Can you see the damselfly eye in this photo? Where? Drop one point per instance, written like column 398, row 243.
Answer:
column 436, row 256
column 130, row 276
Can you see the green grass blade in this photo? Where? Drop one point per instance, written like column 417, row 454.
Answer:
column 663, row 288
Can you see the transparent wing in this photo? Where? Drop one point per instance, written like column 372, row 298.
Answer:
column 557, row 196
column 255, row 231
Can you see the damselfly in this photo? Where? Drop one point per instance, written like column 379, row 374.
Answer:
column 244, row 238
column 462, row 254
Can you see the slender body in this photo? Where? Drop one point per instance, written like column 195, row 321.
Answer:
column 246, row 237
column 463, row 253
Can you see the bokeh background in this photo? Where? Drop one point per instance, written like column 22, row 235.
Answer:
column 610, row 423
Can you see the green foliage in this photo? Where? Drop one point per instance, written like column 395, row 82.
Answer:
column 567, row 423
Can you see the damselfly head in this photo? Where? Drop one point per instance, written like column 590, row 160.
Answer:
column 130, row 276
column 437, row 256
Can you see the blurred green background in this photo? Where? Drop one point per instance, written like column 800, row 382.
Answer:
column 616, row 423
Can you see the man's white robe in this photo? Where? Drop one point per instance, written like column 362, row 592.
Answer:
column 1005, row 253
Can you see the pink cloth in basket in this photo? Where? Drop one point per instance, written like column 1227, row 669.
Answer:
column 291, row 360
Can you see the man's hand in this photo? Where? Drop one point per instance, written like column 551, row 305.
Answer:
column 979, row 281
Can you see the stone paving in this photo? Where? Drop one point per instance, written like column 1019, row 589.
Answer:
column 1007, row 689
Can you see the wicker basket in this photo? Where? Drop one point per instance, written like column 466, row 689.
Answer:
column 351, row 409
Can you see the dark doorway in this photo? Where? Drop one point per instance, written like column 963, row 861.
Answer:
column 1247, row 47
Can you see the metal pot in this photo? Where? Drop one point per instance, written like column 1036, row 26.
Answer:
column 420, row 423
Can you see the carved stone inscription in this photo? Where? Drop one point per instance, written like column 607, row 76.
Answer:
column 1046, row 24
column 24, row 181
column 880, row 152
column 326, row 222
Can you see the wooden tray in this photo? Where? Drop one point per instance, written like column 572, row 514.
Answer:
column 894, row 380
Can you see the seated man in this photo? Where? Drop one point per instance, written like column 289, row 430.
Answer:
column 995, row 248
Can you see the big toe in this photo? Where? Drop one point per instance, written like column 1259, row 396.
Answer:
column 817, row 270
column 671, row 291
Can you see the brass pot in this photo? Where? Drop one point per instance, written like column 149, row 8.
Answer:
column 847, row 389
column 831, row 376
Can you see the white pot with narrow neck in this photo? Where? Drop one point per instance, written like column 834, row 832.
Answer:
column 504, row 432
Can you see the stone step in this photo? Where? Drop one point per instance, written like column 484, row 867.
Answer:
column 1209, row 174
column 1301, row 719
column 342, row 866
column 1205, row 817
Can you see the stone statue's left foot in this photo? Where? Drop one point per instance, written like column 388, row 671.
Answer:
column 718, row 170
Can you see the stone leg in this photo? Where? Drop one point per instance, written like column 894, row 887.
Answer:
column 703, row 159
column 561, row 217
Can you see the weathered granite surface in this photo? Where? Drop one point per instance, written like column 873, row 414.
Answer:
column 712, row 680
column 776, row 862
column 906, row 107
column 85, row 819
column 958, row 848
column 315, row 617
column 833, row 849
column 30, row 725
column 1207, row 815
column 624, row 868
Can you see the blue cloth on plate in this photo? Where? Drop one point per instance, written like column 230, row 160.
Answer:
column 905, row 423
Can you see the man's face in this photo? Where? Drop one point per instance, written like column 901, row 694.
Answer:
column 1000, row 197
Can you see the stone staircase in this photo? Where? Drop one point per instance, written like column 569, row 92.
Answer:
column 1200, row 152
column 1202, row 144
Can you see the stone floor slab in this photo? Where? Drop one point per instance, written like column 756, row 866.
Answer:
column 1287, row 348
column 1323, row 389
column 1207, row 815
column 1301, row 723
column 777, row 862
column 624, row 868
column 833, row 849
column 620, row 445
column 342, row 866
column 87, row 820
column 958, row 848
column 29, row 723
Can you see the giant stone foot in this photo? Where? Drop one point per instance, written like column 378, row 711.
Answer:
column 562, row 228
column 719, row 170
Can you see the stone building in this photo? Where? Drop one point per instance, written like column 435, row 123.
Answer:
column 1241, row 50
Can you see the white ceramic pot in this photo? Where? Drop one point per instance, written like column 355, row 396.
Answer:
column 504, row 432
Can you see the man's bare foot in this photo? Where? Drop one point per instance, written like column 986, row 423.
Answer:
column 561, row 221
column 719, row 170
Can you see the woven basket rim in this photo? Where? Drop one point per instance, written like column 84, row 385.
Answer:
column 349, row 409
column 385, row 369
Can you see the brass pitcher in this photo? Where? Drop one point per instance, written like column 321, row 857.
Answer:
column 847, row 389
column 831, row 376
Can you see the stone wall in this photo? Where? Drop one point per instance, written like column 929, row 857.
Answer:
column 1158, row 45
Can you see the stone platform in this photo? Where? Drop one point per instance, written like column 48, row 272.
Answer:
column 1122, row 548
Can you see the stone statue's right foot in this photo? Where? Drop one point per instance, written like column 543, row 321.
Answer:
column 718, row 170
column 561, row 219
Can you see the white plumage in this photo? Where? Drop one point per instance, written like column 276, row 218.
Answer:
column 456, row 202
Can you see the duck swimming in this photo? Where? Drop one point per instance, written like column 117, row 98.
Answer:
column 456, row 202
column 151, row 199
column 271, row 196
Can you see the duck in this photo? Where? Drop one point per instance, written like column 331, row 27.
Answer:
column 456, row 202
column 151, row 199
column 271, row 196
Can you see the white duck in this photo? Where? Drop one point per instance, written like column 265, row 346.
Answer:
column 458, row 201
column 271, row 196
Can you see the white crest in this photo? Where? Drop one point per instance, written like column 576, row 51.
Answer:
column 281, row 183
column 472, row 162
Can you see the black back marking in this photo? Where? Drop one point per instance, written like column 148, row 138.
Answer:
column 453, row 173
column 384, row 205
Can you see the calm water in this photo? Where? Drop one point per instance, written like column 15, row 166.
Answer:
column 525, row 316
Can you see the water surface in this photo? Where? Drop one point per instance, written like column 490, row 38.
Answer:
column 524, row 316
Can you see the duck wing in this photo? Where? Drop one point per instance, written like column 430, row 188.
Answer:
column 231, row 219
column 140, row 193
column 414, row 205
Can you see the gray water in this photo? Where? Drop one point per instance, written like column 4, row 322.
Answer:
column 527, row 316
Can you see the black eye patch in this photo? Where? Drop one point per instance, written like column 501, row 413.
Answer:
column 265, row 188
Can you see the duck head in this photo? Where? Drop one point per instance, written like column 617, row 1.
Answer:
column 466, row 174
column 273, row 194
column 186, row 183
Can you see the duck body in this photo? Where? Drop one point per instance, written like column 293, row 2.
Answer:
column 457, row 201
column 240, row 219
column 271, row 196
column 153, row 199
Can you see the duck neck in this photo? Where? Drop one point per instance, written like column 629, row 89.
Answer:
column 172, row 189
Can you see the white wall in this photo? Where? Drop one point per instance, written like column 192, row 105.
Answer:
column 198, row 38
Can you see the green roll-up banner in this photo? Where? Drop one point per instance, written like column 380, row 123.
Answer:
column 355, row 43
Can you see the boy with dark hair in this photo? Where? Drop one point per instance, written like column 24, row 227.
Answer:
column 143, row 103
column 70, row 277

--------------------

## What is expected
Rewrite all of the lines above with "Drop" swapped for "Mark". Keep everything else the same.

## Answer in full
Can you see the damselfly eye in this photo? Where? Mark one point per instance, written like column 398, row 243.
Answer:
column 436, row 256
column 130, row 276
Can you see the green grass blade in this photo? Where? Mark one point per instance, written like column 417, row 454.
Answer:
column 663, row 288
Can you see the transparent wing in this photo? Where? Mark one point per instance, written like column 372, row 298.
Answer:
column 557, row 196
column 255, row 231
Can you see the damselfly in this photo? Where? Mark one point per instance, written like column 379, row 374.
Answer:
column 244, row 238
column 462, row 254
Can you see the slender body in this photo? Where? Mark one point per instance, written like column 195, row 321.
Answer:
column 246, row 237
column 463, row 253
Can you see the bokeh background in this photo? Where? Mark one point per instance, written like column 22, row 235.
Answer:
column 610, row 423
Can you see the green foliage in this photo? Where? Mark one point per instance, written like column 395, row 82.
Answer:
column 567, row 423
Can you see the damselfly head in this photo? Where? Mark one point per instance, written like column 590, row 160.
Answer:
column 130, row 276
column 437, row 256
Can you see the blurred green background in this photo? Where? Mark one point per instance, written like column 800, row 382.
Answer:
column 616, row 423
Can you see the man's white robe in this photo? Where? Mark one point per instance, written like column 362, row 592.
Answer:
column 1005, row 253
Can you see the pink cloth in basket in this photo? Where? Mark one point per instance, written like column 1227, row 669.
Answer:
column 291, row 360
Can you see the man's hand in this photo? Where? Mark one point per instance, written like column 551, row 305.
Answer:
column 979, row 281
Can you see the stone paving in this photo? Where? Mark one point per instance, written like column 1019, row 589.
Answer:
column 1007, row 689
Can you see the wicker basket in this photo? Where? Mark one point per instance, written like column 466, row 689.
Answer:
column 351, row 409
Can you see the dark doorway in this photo? Where? Mark one point per instance, written like column 963, row 861.
Answer:
column 1247, row 47
Can you see the metal pot in this photo? Where? Mark one point per instance, written like column 1036, row 26.
Answer:
column 420, row 423
Can you see the carved stone inscription in this photo? Where? Mark one point per instance, written like column 607, row 76.
Answer:
column 1046, row 24
column 24, row 181
column 880, row 152
column 326, row 222
Can you see the wooden tray in this photo? Where? Mark one point per instance, written like column 572, row 514.
Answer:
column 894, row 380
Can you see the seated man in this photo? Where? Mark one point per instance, written like column 289, row 430.
Answer:
column 995, row 248
Can you see the big toe in this photo? Where? Mark one point per instance, written like column 1259, row 396.
Answer:
column 817, row 270
column 671, row 291
Can you see the brass pot in this photo? Where? Mark one point per instance, written like column 149, row 8.
Answer:
column 847, row 389
column 831, row 376
Can you see the white pot with narrow neck in this photo? Where? Mark one point per instance, written like column 834, row 832.
Answer:
column 504, row 432
Can you see the stone step in this photo? Where? Mark one point per instance, written like column 484, row 867.
Answer:
column 1209, row 174
column 1301, row 719
column 342, row 866
column 1205, row 817
Can you see the stone statue's left foot in this photo? Where? Mark one point per instance, written like column 388, row 671.
Answer:
column 718, row 170
Can you see the stone leg in this photo? Where? Mark one point per instance, written like column 894, row 887.
Answer:
column 703, row 159
column 561, row 217
Can you see the weathered granite surface in this photo? Where? Mark one point per instance, written like column 873, row 414.
Answer:
column 712, row 680
column 776, row 862
column 906, row 107
column 85, row 819
column 958, row 848
column 315, row 617
column 833, row 849
column 30, row 725
column 1207, row 815
column 624, row 868
Can you see the blue cloth on plate in this photo? Where? Mark one point per instance, written like column 230, row 160.
Answer:
column 905, row 423
Can you see the man's face in this photo? Where? Mark one point per instance, written like column 901, row 694.
Answer:
column 1000, row 197
Can you see the stone staircase in this photo? Where? Mark one point per instance, written like column 569, row 92.
Answer:
column 1200, row 152
column 1202, row 144
Can you see the stone floor slab in this photo? Where? Mark one point per instance, written like column 756, row 866.
Answer:
column 1287, row 348
column 1323, row 389
column 1207, row 815
column 1301, row 723
column 777, row 862
column 624, row 868
column 833, row 849
column 620, row 445
column 342, row 866
column 87, row 820
column 958, row 848
column 29, row 723
Can you see the giant stone foot in this photo? Where? Mark one point per instance, written like column 378, row 711.
Answer:
column 562, row 228
column 719, row 170
Can you see the stone building in this photo? Where? Mark one point per instance, written like column 435, row 123.
Answer:
column 1241, row 50
Can you see the white ceramic pot in this photo? Where? Mark one point per instance, written like column 355, row 396.
Answer:
column 504, row 432
Can you see the man's bare foot in this photo? Where? Mark one point per instance, written like column 986, row 423.
Answer:
column 561, row 221
column 719, row 170
Can you see the woven basket rim in this photo? Where? Mark one point per instance, written like column 84, row 385.
Answer:
column 349, row 409
column 385, row 369
Can you see the brass pitcher in this photo? Where? Mark one point per instance, written like column 321, row 857.
Answer:
column 847, row 389
column 831, row 376
Can you see the stone wall in this photo? Where? Mark one point per instance, written like column 929, row 857.
Answer:
column 1158, row 45
Can you see the stone platform in this photo? Where? Mark one point per instance, written like column 48, row 272.
Answer:
column 1122, row 548
Can you see the stone statue's right foot in this photo? Where? Mark one point per instance, written like column 543, row 321.
Answer:
column 718, row 170
column 561, row 219
Can you see the white plumage in this photo? Where? Mark one point per instance, written like column 276, row 218.
Answer:
column 456, row 202
Can you see the duck swimming in this photo? Where? Mark one point per instance, written like column 117, row 98.
Answer:
column 456, row 202
column 151, row 199
column 271, row 196
Can you see the duck in this photo? Where? Mark one point per instance, written like column 331, row 27.
Answer:
column 456, row 202
column 151, row 199
column 271, row 196
Can you see the white duck in this photo? Where? Mark one point per instance, written like column 265, row 346.
Answer:
column 458, row 201
column 271, row 196
Can you see the white crest in this photo? Where? Mark one point per instance, written like column 576, row 51.
Answer:
column 281, row 183
column 472, row 162
Can you see the black back marking in this photo? Where? Mark one point per instance, written like column 148, row 138.
Answer:
column 453, row 173
column 384, row 205
Can you see the calm water in this photo? Where? Mark one point per instance, written like column 15, row 166.
Answer:
column 525, row 316
Can you see the water surface in this photo? Where? Mark one point per instance, written like column 490, row 38.
Answer:
column 524, row 316
Can you see the duck wing in this photo? Where? Mark one point per instance, written like column 430, row 188.
Answer:
column 231, row 219
column 140, row 193
column 414, row 205
Can you see the gray water in this photo? Where? Mark one point per instance, written like column 4, row 322.
Answer:
column 527, row 316
Can you see the black eye patch in this photo? Where? Mark one point per instance, written like column 501, row 413.
Answer:
column 265, row 188
Can you see the duck head in this photo? Where? Mark one point per instance, written like column 617, row 1.
Answer:
column 466, row 174
column 273, row 194
column 186, row 183
Can you see the duck body in this photo? Where? Mark one point per instance, written like column 293, row 2.
Answer:
column 457, row 201
column 240, row 219
column 271, row 196
column 153, row 199
Can you see the duck neck in this photo? Where? Mark one point per instance, written like column 629, row 89.
Answer:
column 172, row 189
Can you see the white wall in this photo? Where? Mark one point per instance, written like column 192, row 105.
Answer:
column 198, row 38
Can you see the green roll-up banner in this photo? Where? Mark one point per instance, written like column 380, row 123.
Answer:
column 355, row 43
Can you see the boy with dark hair in this photo? Where? Mark one point per instance, written like column 24, row 227.
Answer:
column 143, row 103
column 70, row 277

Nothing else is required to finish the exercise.